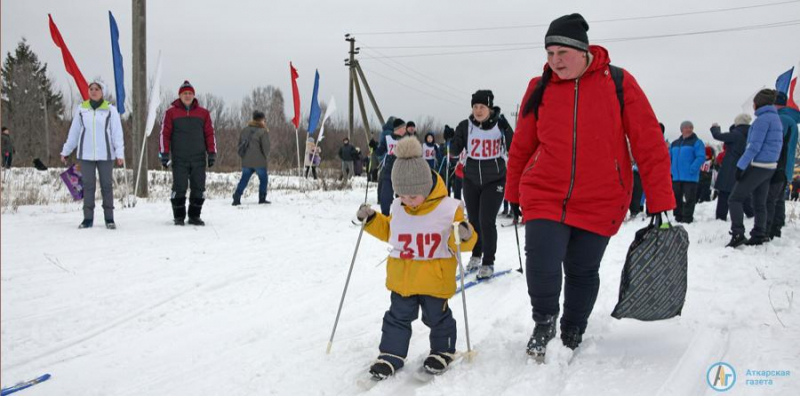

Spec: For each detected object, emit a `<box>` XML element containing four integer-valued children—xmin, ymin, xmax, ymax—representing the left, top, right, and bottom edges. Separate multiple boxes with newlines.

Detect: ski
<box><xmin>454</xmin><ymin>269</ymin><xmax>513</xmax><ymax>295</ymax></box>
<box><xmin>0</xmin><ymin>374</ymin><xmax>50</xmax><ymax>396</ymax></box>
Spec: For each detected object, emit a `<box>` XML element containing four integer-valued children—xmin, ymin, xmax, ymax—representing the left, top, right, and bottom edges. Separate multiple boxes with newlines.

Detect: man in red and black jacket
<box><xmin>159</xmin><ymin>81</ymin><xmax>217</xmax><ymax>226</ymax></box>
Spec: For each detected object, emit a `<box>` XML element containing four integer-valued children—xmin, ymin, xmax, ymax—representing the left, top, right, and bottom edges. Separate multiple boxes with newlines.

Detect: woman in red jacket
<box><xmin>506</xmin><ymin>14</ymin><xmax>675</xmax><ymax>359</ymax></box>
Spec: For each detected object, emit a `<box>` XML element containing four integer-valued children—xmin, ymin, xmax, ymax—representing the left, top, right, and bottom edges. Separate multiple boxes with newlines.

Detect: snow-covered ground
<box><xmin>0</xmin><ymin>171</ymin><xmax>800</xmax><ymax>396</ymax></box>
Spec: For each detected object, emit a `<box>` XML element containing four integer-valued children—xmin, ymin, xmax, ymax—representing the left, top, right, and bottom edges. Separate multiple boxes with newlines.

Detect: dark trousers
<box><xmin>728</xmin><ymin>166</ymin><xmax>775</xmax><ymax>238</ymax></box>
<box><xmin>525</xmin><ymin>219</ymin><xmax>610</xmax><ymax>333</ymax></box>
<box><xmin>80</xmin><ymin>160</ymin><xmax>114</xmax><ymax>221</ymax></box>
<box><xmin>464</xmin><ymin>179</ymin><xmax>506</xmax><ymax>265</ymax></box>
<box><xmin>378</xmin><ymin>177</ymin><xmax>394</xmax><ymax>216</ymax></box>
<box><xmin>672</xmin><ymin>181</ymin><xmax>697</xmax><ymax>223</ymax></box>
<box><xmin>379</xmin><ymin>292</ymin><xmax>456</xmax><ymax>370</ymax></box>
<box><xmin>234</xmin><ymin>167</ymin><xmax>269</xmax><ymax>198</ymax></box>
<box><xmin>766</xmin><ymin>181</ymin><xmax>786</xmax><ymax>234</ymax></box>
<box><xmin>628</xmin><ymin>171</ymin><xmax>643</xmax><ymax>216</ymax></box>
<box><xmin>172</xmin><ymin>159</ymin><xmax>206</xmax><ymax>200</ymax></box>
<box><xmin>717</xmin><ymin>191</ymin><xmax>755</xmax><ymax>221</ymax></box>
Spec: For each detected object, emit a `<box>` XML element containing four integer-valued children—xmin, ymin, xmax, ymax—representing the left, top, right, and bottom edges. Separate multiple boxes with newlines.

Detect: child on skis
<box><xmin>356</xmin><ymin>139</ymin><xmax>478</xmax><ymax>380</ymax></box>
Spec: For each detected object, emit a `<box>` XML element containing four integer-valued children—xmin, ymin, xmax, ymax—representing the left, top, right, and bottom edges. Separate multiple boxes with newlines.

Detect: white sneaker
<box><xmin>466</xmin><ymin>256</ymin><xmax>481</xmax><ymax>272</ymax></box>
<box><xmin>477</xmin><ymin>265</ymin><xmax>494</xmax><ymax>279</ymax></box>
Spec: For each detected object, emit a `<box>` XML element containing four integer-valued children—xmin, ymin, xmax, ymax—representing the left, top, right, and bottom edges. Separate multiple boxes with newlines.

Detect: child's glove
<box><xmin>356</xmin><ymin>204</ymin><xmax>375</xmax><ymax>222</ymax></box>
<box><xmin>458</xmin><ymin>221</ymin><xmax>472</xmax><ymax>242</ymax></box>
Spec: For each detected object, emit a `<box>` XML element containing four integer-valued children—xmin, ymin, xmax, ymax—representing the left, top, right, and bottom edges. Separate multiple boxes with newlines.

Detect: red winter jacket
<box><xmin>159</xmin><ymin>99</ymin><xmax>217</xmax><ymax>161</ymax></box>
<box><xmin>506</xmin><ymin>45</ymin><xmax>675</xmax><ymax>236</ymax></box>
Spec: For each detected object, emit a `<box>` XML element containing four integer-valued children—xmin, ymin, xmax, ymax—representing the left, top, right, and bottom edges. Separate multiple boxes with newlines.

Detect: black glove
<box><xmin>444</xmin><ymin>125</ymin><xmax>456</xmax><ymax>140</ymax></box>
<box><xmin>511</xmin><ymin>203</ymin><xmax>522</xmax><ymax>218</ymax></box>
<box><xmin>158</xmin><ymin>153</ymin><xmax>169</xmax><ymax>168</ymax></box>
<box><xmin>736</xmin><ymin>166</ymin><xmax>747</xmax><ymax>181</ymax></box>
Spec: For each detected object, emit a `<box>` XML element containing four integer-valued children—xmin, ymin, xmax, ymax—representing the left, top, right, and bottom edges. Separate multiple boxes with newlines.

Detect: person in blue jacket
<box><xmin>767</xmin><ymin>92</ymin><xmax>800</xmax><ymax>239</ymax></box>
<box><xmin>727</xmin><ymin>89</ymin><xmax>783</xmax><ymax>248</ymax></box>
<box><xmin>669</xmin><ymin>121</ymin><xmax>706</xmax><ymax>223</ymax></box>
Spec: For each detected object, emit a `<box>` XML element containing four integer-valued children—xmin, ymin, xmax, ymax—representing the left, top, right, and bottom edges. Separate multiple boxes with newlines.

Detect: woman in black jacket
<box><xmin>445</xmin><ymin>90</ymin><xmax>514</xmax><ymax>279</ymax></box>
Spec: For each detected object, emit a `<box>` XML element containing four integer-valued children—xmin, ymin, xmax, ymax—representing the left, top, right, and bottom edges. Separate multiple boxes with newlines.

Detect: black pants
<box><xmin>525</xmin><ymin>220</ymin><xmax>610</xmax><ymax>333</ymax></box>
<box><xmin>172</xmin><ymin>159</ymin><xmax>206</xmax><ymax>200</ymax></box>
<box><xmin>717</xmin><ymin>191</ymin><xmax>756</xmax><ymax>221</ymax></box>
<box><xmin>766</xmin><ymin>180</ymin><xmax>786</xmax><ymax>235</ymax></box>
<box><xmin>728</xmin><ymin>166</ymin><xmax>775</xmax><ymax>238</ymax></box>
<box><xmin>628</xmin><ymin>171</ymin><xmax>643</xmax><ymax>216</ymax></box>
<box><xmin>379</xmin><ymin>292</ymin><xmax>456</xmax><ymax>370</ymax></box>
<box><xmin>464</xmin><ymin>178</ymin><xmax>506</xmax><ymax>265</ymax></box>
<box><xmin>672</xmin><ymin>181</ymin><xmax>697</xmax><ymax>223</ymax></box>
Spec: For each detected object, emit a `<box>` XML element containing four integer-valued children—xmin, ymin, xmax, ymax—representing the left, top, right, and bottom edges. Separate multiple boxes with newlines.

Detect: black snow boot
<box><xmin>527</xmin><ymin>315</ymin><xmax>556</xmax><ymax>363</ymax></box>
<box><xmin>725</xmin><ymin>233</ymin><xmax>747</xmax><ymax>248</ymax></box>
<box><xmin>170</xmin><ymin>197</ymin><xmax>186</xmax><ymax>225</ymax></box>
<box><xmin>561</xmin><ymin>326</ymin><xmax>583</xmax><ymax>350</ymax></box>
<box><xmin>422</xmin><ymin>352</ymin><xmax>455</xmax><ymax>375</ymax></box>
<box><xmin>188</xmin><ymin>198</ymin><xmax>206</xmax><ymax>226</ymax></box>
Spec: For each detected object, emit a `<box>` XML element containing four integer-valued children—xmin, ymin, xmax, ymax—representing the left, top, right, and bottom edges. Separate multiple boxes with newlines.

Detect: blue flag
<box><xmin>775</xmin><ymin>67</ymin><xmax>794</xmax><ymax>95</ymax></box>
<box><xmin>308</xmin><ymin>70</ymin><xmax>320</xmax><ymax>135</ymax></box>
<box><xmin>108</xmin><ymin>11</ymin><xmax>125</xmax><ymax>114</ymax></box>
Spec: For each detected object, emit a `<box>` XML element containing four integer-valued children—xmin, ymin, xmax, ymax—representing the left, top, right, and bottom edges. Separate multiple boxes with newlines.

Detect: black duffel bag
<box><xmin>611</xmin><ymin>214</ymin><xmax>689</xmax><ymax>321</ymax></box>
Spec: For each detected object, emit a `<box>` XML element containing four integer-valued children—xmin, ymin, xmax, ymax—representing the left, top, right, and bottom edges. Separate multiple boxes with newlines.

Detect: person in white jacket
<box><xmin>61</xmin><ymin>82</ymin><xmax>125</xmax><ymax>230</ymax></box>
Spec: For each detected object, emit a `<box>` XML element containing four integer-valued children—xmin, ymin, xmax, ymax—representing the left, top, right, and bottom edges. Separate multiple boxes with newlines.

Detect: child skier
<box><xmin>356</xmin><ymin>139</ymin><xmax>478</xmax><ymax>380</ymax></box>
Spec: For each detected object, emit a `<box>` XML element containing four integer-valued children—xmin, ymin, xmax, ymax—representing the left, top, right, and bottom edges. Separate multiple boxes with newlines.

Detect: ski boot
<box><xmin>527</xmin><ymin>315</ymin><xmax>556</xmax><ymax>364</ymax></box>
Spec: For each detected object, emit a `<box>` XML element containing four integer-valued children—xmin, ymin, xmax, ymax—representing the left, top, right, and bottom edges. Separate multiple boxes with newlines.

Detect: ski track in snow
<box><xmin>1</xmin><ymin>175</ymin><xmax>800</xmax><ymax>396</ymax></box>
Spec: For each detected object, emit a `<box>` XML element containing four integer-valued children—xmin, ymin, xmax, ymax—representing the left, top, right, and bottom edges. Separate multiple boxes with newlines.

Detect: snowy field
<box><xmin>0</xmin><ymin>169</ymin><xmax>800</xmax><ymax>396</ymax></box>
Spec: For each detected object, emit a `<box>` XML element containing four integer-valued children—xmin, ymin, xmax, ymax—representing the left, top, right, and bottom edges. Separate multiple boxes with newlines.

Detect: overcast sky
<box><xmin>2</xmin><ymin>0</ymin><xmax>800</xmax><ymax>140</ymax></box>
------------------------------------------------------------------------
Count the lines in the rows above that contain the string "white", treating uppercase and lowercase as different, and reply with that number only.

* [Solved problem] 2